Could you put the items below into a numbered list, one item per line, with any blank lines left out?
## START EXERCISE MATERIAL
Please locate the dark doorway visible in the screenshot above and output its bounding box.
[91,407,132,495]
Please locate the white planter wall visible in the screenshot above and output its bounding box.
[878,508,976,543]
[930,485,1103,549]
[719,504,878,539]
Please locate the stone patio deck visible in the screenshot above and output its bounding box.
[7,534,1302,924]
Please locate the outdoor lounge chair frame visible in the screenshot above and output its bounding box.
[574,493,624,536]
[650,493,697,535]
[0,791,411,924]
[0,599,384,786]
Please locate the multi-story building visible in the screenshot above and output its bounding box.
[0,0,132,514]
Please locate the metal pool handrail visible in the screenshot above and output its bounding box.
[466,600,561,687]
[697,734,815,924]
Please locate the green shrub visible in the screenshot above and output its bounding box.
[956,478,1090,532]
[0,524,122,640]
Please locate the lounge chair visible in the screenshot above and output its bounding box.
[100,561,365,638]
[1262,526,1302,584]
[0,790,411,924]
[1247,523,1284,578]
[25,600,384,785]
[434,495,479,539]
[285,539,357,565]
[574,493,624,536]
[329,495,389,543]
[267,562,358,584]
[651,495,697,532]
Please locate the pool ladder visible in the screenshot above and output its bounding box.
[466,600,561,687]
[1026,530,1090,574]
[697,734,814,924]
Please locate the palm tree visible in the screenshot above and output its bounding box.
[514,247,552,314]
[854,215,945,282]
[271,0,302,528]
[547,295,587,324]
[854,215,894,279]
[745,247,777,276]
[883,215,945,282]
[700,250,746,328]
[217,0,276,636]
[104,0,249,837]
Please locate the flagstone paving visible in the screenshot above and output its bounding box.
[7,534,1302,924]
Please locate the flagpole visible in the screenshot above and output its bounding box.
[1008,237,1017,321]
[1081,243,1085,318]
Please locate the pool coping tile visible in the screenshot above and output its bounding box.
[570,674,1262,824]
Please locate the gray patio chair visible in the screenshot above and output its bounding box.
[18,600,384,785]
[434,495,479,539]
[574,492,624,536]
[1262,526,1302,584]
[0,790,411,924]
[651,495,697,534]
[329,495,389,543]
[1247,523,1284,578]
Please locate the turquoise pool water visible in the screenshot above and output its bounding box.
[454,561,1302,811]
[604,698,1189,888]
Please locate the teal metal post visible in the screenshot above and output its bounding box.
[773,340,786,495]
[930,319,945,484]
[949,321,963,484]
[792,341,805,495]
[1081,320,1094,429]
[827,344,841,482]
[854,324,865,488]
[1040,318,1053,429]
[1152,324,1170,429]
## END EXERCISE MATERIAL
SOLUTION TO THIS EXERCISE:
1. Please locate the dark doorway visible in the screenshot above and output its bounding box.
2. [91,407,132,495]
3. Please locate the white planter wall visible in the screenshot above and output its bounding box.
4. [878,508,976,543]
5. [930,485,1103,549]
6. [719,504,878,539]
7. Please locate the stone patio deck visible in the screenshot above and output its bounding box.
8. [7,534,1302,924]
9. Please locate the outdoor lounge chair frame visible in the screenshot above and output its bounding box.
10. [574,493,624,536]
11. [650,493,697,535]
12. [0,791,411,924]
13. [0,599,384,786]
14. Please locate the multi-story building visible in the screenshot above and output its bounding box.
15. [0,0,132,514]
16. Please locate the metal pool handrail visible in the screenshot above and output its bounding box.
17. [466,600,561,687]
18. [697,734,815,924]
19. Please locate the green shrub visible in the screenshot above and output its bounding box.
20. [956,478,1090,532]
21. [0,524,122,640]
22. Please locate the lounge chair visible in the screenshot above and output its bounding box.
23. [100,561,365,638]
24. [1262,526,1302,584]
25. [0,790,411,924]
26. [1247,523,1284,578]
27. [25,600,384,785]
28. [434,495,479,539]
29. [285,539,357,565]
30. [574,493,624,536]
31. [329,495,389,543]
32. [267,562,358,584]
33. [651,495,697,532]
34. Please locate the pool ladder visible in the screenshot above and output its bounding box.
35. [466,600,561,687]
36. [1026,530,1090,574]
37. [697,734,814,924]
38. Please locate the palm tree visible in the screenshot above and output its bounding box.
39. [514,247,552,314]
40. [854,215,945,282]
41. [271,0,302,528]
42. [547,295,587,324]
43. [854,215,894,279]
44. [745,247,777,276]
45. [883,215,945,282]
46. [700,250,746,328]
47. [217,0,276,636]
48. [104,0,249,837]
49. Please locate the flagstone paving visible in the screenshot above and output its bounding box.
50. [7,534,1302,924]
51. Please locate the flagpole visible in the screenshot above and output its bounding box.
52. [1008,237,1017,321]
53. [1081,243,1085,318]
54. Please locate the pool coping tile visible in the screenshot above and output its bounding box.
55. [570,674,1262,824]
56. Please locate the gray patio chair visible in the screenshot above and output its bounding box.
57. [18,600,384,785]
58. [434,495,479,539]
59. [574,492,624,536]
60. [1262,526,1302,584]
61. [0,790,411,924]
62. [651,495,697,534]
63. [329,495,389,543]
64. [1247,523,1284,578]
65. Please locate the turquoise pool water visible in the screenshot above and output its bounding box.
66. [454,561,1302,811]
67. [604,698,1189,888]
68. Please locate the teal metal post visible in the screenshot above and output its bounding box.
69. [773,340,786,495]
70. [930,319,945,484]
71. [949,321,963,484]
72. [792,341,805,495]
73. [1081,320,1094,429]
74. [827,344,841,482]
75. [854,324,865,488]
76. [1040,318,1053,429]
77. [1152,324,1170,429]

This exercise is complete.